TASK TO CARRY OUT: Repeat the complete article on canine influenza in Texas word for word.

SUPPLIED TEXT:
*** Block opens ***

AUSTIN (KXAN) –– While respiratory illnesses in humans – such as COVID-19, RSV and influenza – are on the rise in Texas, experts are saying that Texans should not only look out for their human family members this season but also for their furry ones. 

“We’re definitely seeing an outbreak of canine influenza in various parts of the state of Texas,” said Dr. Lori Teller, Clinical Associate Professor at the Texas A&M College of Veterinary Medicine & Biomedical Sciences. 

What is Canine Influenza?

Canine influenza is quite similar to the human flu. If a dog catches the illness, it will feel lethargic and may develop a fever, cough and runny nose. The dog’s appetite may also diminish while it is sick. Humans cannot get canine influenza and vice versa. 

There is no proper treatment for a pup suffering from the flu. Though the symptoms are similar, Teller advised pet owners not to administer human medication to their animals. 

“Some of those can be extremely harmful to our pets,” she said. 

If you think your dog may be warm from a fever, Teller advised not to take your dog’s temperature.

“A lot of times, your dog may feel warmer than usual. Keep in mind that a dog’s normal body temperature is higher than a human’s body temperature,” Teller said. “If they feel super hot, then it is likely they have a fever, and your veterinarian can confirm that.”

*** Block closes ***

Collected data:

*** Block opens ***

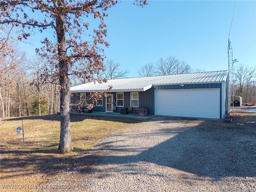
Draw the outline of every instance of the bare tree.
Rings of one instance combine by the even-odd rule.
[[[136,0],[138,5],[147,4],[146,0]],[[26,27],[31,32],[38,28],[42,32],[47,29],[52,30],[57,42],[47,37],[42,42],[44,46],[37,52],[50,62],[52,58],[58,61],[58,70],[60,95],[60,135],[58,152],[68,153],[73,150],[70,132],[69,114],[69,81],[68,76],[78,72],[74,68],[76,61],[87,58],[92,65],[88,70],[99,75],[103,68],[104,50],[101,45],[108,47],[104,39],[106,36],[106,26],[104,18],[108,9],[117,3],[114,0],[4,0],[0,2],[0,24],[11,24]],[[35,20],[34,15],[41,20]],[[100,24],[98,29],[93,29],[92,34],[86,33],[89,29],[88,18],[92,16]],[[87,19],[87,20],[86,20]],[[89,31],[86,31],[89,32]],[[22,31],[19,39],[27,39],[30,32]],[[84,36],[92,38],[84,40]],[[95,81],[102,82],[98,76]],[[106,82],[106,80],[103,80]]]
[[[150,77],[155,75],[154,63],[153,62],[146,63],[145,65],[141,67],[138,73],[141,77]]]
[[[158,75],[177,74],[179,60],[174,56],[170,56],[166,59],[160,58],[156,64],[156,72]]]
[[[129,71],[127,70],[122,70],[120,66],[120,63],[116,63],[112,60],[108,60],[103,71],[103,77],[107,79],[120,79],[127,77]]]
[[[187,62],[182,61],[179,65],[179,72],[178,74],[185,74],[189,73],[191,72],[191,68],[188,64]]]
[[[238,84],[239,96],[242,97],[245,86],[246,84],[248,85],[252,78],[255,76],[255,68],[250,68],[240,64],[234,66],[234,75],[235,78],[235,80],[238,82]]]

*** Block closes ***

WRITTEN REPLY:
AUSTIN (KXAN) –– While respiratory illnesses in humans – such as COVID-19, RSV and influenza – are on the rise in Texas, experts are saying that Texans should not only look out for their human family members this season but also for their furry ones. 

“We’re definitely seeing an outbreak of canine influenza in various parts of the state of Texas,” said Dr. Lori Teller, Clinical Associate Professor at the Texas A&M College of Veterinary Medicine & Biomedical Sciences. 

What is Canine Influenza?

Canine influenza is quite similar to the human flu. If a dog catches the illness, it will feel lethargic and may develop a fever, cough and runny nose. The dog’s appetite may also diminish while it is sick. Humans cannot get canine influenza and vice versa. 

There is no proper treatment for a pup suffering from the flu. Though the symptoms are similar, Teller advised pet owners not to administer human medication to their animals. 

“Some of those can be extremely harmful to our pets,” she said. 

If you think your dog may be warm from a fever, Teller advised not to take your dog’s temperature.

“A lot of times, your dog may feel warmer than usual. Keep in mind that a dog’s normal body temperature is higher than a human’s body temperature,” Teller said. “If they feel super hot, then it is likely they have a fever, and your veterinarian can confirm that.”